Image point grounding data
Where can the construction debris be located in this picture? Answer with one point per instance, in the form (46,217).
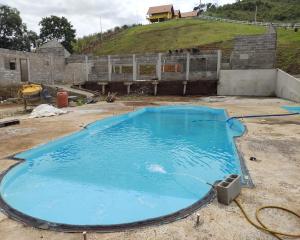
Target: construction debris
(46,110)
(9,123)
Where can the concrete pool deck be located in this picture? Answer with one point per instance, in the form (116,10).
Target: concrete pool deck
(276,173)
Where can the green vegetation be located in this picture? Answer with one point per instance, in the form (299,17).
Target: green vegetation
(189,33)
(268,10)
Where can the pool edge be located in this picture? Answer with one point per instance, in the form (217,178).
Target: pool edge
(68,228)
(166,219)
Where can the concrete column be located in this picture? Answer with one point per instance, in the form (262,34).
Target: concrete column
(219,63)
(158,67)
(103,86)
(109,68)
(86,69)
(28,66)
(188,59)
(134,68)
(128,84)
(184,87)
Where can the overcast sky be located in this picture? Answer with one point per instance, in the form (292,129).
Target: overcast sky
(85,15)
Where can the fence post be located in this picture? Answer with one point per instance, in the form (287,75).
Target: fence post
(188,58)
(28,66)
(109,68)
(86,69)
(134,68)
(219,63)
(158,67)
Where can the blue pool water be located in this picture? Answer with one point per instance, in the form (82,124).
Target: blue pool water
(292,109)
(128,168)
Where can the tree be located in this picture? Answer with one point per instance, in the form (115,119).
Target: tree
(13,32)
(58,28)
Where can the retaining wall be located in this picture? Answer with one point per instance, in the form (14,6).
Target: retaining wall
(260,83)
(256,82)
(287,86)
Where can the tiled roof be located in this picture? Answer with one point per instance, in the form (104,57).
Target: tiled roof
(160,9)
(189,14)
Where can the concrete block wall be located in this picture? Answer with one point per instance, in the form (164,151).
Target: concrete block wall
(38,66)
(255,52)
(253,82)
(260,83)
(287,86)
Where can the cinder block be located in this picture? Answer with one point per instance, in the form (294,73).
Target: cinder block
(229,189)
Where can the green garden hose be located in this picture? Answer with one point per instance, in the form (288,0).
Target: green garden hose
(263,227)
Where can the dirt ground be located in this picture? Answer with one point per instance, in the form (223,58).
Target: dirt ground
(275,142)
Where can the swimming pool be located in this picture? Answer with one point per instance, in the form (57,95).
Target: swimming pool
(125,169)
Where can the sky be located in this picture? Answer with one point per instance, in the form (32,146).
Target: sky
(85,15)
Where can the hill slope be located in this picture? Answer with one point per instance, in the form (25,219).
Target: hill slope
(268,10)
(189,33)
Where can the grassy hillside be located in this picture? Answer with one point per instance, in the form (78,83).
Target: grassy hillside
(268,10)
(177,34)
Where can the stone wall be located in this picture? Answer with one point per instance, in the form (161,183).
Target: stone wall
(255,52)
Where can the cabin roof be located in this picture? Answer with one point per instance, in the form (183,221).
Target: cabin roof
(189,14)
(161,9)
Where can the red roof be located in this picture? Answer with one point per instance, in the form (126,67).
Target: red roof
(161,9)
(177,13)
(189,14)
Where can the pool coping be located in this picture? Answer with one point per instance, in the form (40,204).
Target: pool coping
(166,219)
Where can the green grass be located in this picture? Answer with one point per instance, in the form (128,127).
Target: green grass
(174,34)
(268,10)
(189,33)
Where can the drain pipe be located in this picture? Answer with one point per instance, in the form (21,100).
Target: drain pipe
(263,116)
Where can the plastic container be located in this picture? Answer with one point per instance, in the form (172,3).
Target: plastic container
(62,99)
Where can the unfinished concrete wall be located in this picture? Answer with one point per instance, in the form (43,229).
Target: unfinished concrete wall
(288,87)
(162,67)
(256,82)
(255,52)
(38,67)
(57,54)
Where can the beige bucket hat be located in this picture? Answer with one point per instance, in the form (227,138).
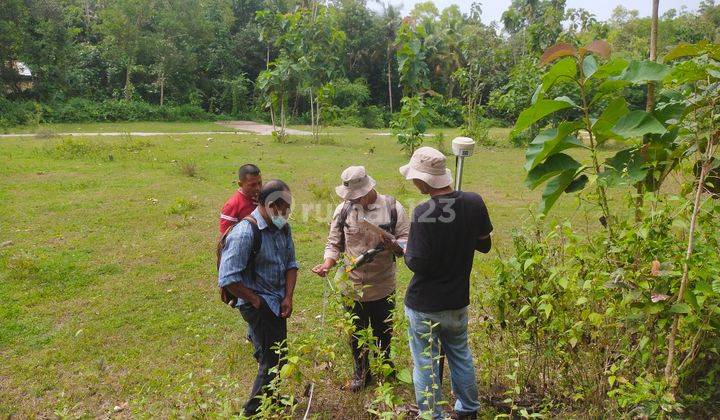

• What is expected: If pictures are present, they are dropped, and the entries above are written out word for word.

• Exercise answer:
Where can the construction debris be located in this picture? Answer with one point per instance, in the form (46,217).
Target: construction debris
(46,110)
(9,123)
Where can the concrete pool deck be located in this picture? Answer with one point per instance, in the form (116,10).
Target: concrete pool deck
(276,173)
Where can the green vegetation be located in this picture? Answer with one point per instance, in the form (299,17).
Target: green vegetation
(189,33)
(268,10)
Where can the pool edge be located in this picture? Answer with one point per instance, in the form (217,178).
Target: pool edge
(68,228)
(166,219)
Where can the concrete column be located in this picture? Answer with one point per instance, in the form (262,34).
Target: concrete column
(219,63)
(158,67)
(103,86)
(109,68)
(86,69)
(28,66)
(188,59)
(134,68)
(128,84)
(184,87)
Where can the overcast sky be located in this picture? Answer with one point per instance, in the form (292,129).
Target: overcast sky
(85,15)
Where can the fence post be located in this picture? Answer with one point per instance, in the form (287,75).
Target: fence post
(188,58)
(28,66)
(109,68)
(86,69)
(134,68)
(219,63)
(158,67)
Where can the blue pool water be located in this picture? Answer with one point per instance, in the form (82,124).
Target: blue pool water
(292,109)
(128,168)
Where can the tree be located in this picture? Answer with one point per instance, in the form (115,119).
Target: tree
(13,32)
(58,28)
Where can the retaining wall be located in this picture? Answer with one point per instance, in the form (14,6).
Target: retaining wall
(260,83)
(256,82)
(287,86)
Where can the tiled roof be located in this picture? Answer with one point per instance, in the form (104,57).
Target: tiled roof
(160,9)
(189,14)
Where can the concrete block wall be located in this picture? Answer with one point per instance, in the form (164,151).
Target: concrete block wall
(38,66)
(255,52)
(253,82)
(260,83)
(287,86)
Where can the cinder block be located in this picture? Answer with one point per instance, in the form (294,73).
Target: cinder block
(229,189)
Where can the green garden hose be located in this picture? Answer with one point per instance, in the form (288,0).
Target: green garden hose
(263,227)
Where can the dirt ground be located in this picture? Answer with one point per instance, in the form (223,58).
Target: dirt ground
(275,142)
Where can the swimming pool be located in this picture? Answer with one point per instance, in the form (57,95).
Target: swimming pool
(125,169)
Where can the sky be located in this picture? Answer with one point per instance, in the form (32,146).
Target: sky
(85,15)
Where can the hill slope be located in this picture? Answer with one point per instance, in the form (25,219).
Target: hill slope
(268,10)
(189,33)
Where can the grassy hillside be located in this picture? Answer with one point per instance, in the form (78,83).
Target: grassy hillside
(268,10)
(177,34)
Where can the stone wall be located in this picture? Answer with one point per instance, in the form (161,183).
Target: stone wall
(255,52)
Where can the cabin roof be located in this picture? Answer with one point per instance, in the form (183,221).
Target: cabin roof
(189,14)
(161,9)
Where can the red roof be located in this picture? Answer with one point per instance, in the form (126,67).
Target: red roof
(161,9)
(177,13)
(189,14)
Where can the pool coping be located in this picture? Answer with one point per instance, in the form (40,204).
Target: pool coping
(166,219)
Where can the green grass be located in this picture? Answer with one point per instance, in the form (128,127).
Target: green grass
(174,34)
(268,10)
(189,33)
Where can the drain pipe be located in this picture? Answer with one point per instance, in the form (21,100).
Target: drain pipe
(263,116)
Where can the plastic container be located in this picture? Answer with one point per instance, in the form (172,3).
Target: plastic container
(62,99)
Where can the unfinished concrete wall be located in this picture? Answer with one point per instance, in the form (43,229).
Target: unfinished concrete wall
(288,87)
(162,67)
(256,82)
(255,52)
(38,67)
(57,54)
Where can the beige bucket hat be located in this picture? Answer with one point per instance, in the form (227,138).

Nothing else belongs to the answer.